* GIVEN PASSAGE *
⟨

Member of Parliament, Lok Sabha
- In office 6 October 1999 — 16 May 2004
- Preceded by: Vyricherla Kishore Chandra Suryanarayana Deo
- Succeeded by: Vyricherla Kishore Chandra Suryanarayana Deo
- Constituency: Parvathipuram

Personal details
- Born: 30 April 1968 (age 58) Palika valasa, Vizianagaram(Dt.), Andhra Pradesh
- Party: Telugu Desam Party and YSR Congress Party
- Spouse: Swarnalatha
- Children: 2; 1 son and 1 daughter

= D. V. G. Sankara Rao =

Indian anesthesiologist and politician

Dadichiluka Veera Gouri Sankara Rao (born 30 April 1968), sometimes called D. Shankar Rao or D.V.G. Shankar Rao, is an Indian anesthesiologist and politician who served as a Telugu Desam Party member of the Andhra Pradesh Legislative Assembly and of the Lok Sabha.

== Background ==
Shankar Rao is an adivasi, and was born 30 April 1968 in Palika Valasu village. He earned his M.B.B.S and later specialised in anesthesiology both from Andhra Medical College, Visakhapatnam in earning his medical doctorate. He became active in the T.D.P. in his district, and was nominated to and served in the Andhra Pradesh L.A.

⟩

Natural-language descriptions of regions
⟨

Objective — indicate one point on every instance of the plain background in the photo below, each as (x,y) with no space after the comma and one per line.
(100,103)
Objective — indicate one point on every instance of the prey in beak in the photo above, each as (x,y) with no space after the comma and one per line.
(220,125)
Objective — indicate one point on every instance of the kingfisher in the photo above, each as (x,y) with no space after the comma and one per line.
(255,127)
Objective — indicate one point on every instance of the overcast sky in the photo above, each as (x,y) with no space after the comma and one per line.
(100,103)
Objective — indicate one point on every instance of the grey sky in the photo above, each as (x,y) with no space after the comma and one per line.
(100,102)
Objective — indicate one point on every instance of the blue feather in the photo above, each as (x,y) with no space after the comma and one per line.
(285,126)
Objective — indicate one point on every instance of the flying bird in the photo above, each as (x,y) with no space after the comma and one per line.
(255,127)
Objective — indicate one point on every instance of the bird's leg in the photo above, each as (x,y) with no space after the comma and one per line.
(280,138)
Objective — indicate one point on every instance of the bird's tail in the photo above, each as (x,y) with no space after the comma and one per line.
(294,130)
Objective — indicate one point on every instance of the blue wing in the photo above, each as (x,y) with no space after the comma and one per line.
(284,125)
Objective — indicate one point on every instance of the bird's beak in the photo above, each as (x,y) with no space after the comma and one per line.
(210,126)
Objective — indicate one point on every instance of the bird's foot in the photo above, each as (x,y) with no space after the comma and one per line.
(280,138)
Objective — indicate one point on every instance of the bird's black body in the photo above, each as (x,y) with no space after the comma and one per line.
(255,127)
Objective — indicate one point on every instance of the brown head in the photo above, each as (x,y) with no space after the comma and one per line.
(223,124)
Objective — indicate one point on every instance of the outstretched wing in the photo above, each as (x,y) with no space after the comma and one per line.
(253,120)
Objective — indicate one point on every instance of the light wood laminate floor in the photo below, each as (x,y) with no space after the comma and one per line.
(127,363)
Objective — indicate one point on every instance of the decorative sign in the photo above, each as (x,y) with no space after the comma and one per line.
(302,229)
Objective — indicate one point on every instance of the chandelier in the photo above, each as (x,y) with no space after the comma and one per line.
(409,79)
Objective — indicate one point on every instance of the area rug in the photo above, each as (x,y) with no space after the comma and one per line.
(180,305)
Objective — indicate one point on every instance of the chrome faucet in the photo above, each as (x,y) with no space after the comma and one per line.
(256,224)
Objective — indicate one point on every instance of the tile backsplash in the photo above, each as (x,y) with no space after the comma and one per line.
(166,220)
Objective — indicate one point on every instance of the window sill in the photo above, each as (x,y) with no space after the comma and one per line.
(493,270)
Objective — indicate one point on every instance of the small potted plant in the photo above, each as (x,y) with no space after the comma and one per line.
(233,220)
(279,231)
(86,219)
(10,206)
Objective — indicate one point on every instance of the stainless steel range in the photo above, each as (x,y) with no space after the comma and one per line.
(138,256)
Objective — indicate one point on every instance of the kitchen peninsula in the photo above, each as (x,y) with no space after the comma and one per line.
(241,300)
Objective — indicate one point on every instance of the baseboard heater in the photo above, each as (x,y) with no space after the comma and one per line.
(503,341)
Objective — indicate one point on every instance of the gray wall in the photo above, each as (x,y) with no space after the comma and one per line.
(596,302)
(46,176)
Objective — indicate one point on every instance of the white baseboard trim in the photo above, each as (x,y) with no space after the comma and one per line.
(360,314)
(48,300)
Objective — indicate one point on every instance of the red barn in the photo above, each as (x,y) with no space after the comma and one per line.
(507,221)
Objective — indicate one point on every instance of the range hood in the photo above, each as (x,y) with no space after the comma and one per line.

⟩

* REQUIREMENT *
Update the Sankara Rao profile from "Personal details" to "the Lok Sabha." by putting "physician" wherever "anesthesiologist" appears. The records come from a separate source and have no connection to the profile.

* ANSWER BOX *
Personal details
- Born: 30 April 1968 (age 58) Palika valasa, Vizianagaram(Dt.), Andhra Pradesh
- Party: Telugu Desam Party and YSR Congress Party
- Spouse: Swarnalatha
- Children: 2; 1 son and 1 daughter

= D. V. G. Sankara Rao =

Indian physician and politician

Dadichiluka Veera Gouri Sankara Rao (born 30 April 1968), sometimes called D. Shankar Rao or D.V.G. Shankar Rao, is an Indian physician and politician who served as a Telugu Desam Party member of the Andhra Pradesh Legislative Assembly and of the Lok Sabha.